_Exercise objective_. Return each entry exactly, with none missing.

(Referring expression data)

--

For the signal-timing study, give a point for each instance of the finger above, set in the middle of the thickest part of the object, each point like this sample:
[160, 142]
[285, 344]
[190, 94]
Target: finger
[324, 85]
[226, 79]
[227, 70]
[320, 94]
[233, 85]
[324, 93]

--

_Final answer_.
For the signal-timing study, give a point for each instance of the finger above, set in the middle of the thickest part of the object, each point like this sample:
[160, 142]
[285, 344]
[190, 94]
Target: finger
[324, 85]
[226, 79]
[227, 70]
[320, 94]
[233, 85]
[324, 93]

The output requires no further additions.